◆ TASK INSTRUCTIONS ◆
Repeat all the data that appears below, keeping it exact.

◆ DATASET EXTRACT ◆
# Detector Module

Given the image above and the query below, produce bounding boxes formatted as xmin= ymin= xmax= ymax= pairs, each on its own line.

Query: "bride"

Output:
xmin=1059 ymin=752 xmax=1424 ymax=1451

◆ SOLVED PROBLEM ◆
# Detector Module

Given the image above and the query below, produce bounding boxes formatted as xmin= ymin= xmax= ymax= pairs, each on its own line.

Query: "bride"

Output:
xmin=1059 ymin=752 xmax=1424 ymax=1451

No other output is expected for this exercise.